» **Fragmento**
Acerca del autor
Salvador Bermúdez de Castro y Díez, duque de Ripalda, nació en Jerez de la Frontera, el 6 de agosto de 1817. Estudió derecho en Universidad de Sevilla y fue muy amigo de Ventura de la Vega y de García Tassara . Fue nombrado secretario del Consejos de ministros en el Gabinete del general Narváez, siendo herido en el atentado realizado contra éste en 1844.. Ministro plenipotenciario en México en este año y hasta 1847, interrumpida las relaciones de esa República con Francia llevó la representación de esa nación con tal habilidad que el gobierno francés le premió con la gran cruz de la Legión de Honor. De regreso a España representó en las Cortes hasta 1853 el distrito de Algeciras. En este año fue nombrado ministro de Nápoles en cuyo puesto permaneció hasta 1864. Embajador en París, en 1865-1866, senador hasta 1866 y desde 1876 aunque en esta época no tomó posesión. Residente en Roma en los últimos años de su vida, fue restaurador de la famosa villa Farnesina, propiedad del rey de Nápoles, que se la había cedido en enfiteusis. Gracias al esfuerzo de este ilustre jerezano no se han perdido los frescos de Rafael y de otros insignes pintores de la villa Farnesina, celebérrima en el arte. Salvador Bermúdez de Castro murió en Roma el 23 de marzo de 1883.

» **Ejercicio breve**
Prosigue la nota biográfica sobre Salvador Bermúdez de Castro a partir de su última oración.

» **Entradas mostradas**
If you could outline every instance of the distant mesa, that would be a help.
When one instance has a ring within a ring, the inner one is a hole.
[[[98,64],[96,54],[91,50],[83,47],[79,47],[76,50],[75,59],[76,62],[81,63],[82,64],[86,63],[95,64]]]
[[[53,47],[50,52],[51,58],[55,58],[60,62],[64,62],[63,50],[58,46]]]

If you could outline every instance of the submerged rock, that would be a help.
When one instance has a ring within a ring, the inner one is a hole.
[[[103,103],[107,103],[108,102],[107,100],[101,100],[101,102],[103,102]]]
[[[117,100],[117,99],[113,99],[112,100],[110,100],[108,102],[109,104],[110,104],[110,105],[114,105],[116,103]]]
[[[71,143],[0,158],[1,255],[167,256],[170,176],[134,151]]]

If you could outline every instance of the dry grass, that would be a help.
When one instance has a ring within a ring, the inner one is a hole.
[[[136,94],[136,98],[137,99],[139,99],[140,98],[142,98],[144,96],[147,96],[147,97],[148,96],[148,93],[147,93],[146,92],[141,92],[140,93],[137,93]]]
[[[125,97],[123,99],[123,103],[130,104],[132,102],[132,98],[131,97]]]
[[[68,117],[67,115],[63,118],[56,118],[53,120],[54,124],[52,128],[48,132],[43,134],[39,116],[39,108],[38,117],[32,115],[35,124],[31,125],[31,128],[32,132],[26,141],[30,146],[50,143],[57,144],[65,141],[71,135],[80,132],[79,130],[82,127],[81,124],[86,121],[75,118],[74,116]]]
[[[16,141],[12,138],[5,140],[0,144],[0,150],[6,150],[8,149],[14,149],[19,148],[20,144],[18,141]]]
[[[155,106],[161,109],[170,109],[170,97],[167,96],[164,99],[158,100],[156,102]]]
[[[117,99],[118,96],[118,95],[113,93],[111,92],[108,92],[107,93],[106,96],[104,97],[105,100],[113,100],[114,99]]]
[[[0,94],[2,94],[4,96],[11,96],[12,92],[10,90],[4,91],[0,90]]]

» **Resultado esperado**
El poeta jerezano enriqueció la poesía de su tiempo en el tema de la naturaleza, cantando su amor a Andalucía como Pastor Díaz y Gil Carrasco, hicieron en sus regiones respectiva, e interpretó los acontecimientos de su época a la luz de las ideas y los problemas europeos, lo cual le diferencia de sus colegas contemporáneos, en quienes predomina la nota nacional y sentimental. Formó parte del primer grupo de jóvenes que se sentían entusiasmados por la revolución literaria de 1835, sirviendo de modelo a otros poetas que dieron impulso a la nueva escuela.
Bermúdez escribió también un estudio histórico, Antonio Pérez, secretario de Estado del rey Felipe II.
Como dato curioso merece recordarse que Bermúdez de Castro utilizó con preferencia en sus poesías la octava de endecasílabos con rima aguda en los versos cuarto y octavo, hasta el punto de que, de él, tomaron el nombre de bermudinas.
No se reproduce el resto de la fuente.